- **EXTRACT PROVIDED**
The Purchase Price for the Subject Interests, if any, payable by the Company
shall be made in cash in the form of a Company check payable to the Holder or
wire transfer of immediately available funds to an account designated by the
Holder. Upon the closing of the repurchase of the Subject Interests, the Subject
Interests shall automatically be cancelled without further action by the
Company, the Holder or any other Person (although the interests may be subject
to re-issuance pursuant to the terms of the LLC Agreement).
(c)    The Holder shall execute and deliver all documentation and agreements
reasonably requested by the Company to reflect a repurchase of the Subject
Interests pursuant to this Agreement, but neither the failure of the Holder to
execute or deliver any such documentation nor the failure of the Holder to
deposit the Company’s check or accept the Company’s wire transfer shall affect
the validity of a repurchase of the Subject Interests pursuant to this
Agreement.

- **TASKS AND EXERCISES**
A: Translate this sentence from the repurchase excerpt into Spanish: "Upon the closing of the repurchase of the Subject Interests, the Subject Interests shall automatically be cancelled without further action by the Company, the Holder or any other Person (although the interests may be subject to re-issuance pursuant to the terms of the LLC Agreement)."
B: Please copy the repurchase excerpt word for word, starting at "The Purchase Price" and ending at "the LLC Agreement).".

- **PROVIDED MATERIAL**

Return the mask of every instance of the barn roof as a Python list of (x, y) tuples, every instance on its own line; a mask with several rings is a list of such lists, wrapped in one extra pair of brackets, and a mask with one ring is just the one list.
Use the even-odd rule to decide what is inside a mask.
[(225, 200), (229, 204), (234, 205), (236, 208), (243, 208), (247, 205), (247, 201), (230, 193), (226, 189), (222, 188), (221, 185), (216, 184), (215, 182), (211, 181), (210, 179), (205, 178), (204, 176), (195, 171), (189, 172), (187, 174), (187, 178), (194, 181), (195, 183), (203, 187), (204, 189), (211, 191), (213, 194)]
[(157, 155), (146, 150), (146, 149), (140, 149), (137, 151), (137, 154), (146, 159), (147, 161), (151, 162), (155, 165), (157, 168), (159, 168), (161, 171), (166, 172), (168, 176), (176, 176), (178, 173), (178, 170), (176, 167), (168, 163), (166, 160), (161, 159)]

- **TASK SOLUTIONS**
A: Al cierre de la recompra de las Participaciones Objeto, las Participaciones Objeto quedarán canceladas automáticamente sin necesidad de ninguna otra acción por parte de la Compañía, el Titular ni cualquier otra Persona (aunque las participaciones podrán ser objeto de una nueva emisión de conformidad con los términos del Contrato de la LLC).

B:
The Purchase Price for the Subject Interests, if any, payable by the Company
shall be made in cash in the form of a Company check payable to the Holder or
wire transfer of immediately available funds to an account designated by the
Holder. Upon the closing of the repurchase of the Subject Interests, the Subject
Interests shall automatically be cancelled without further action by the
Company, the Holder or any other Person (although the interests may be subject
to re-issuance pursuant to the terms of the LLC Agreement).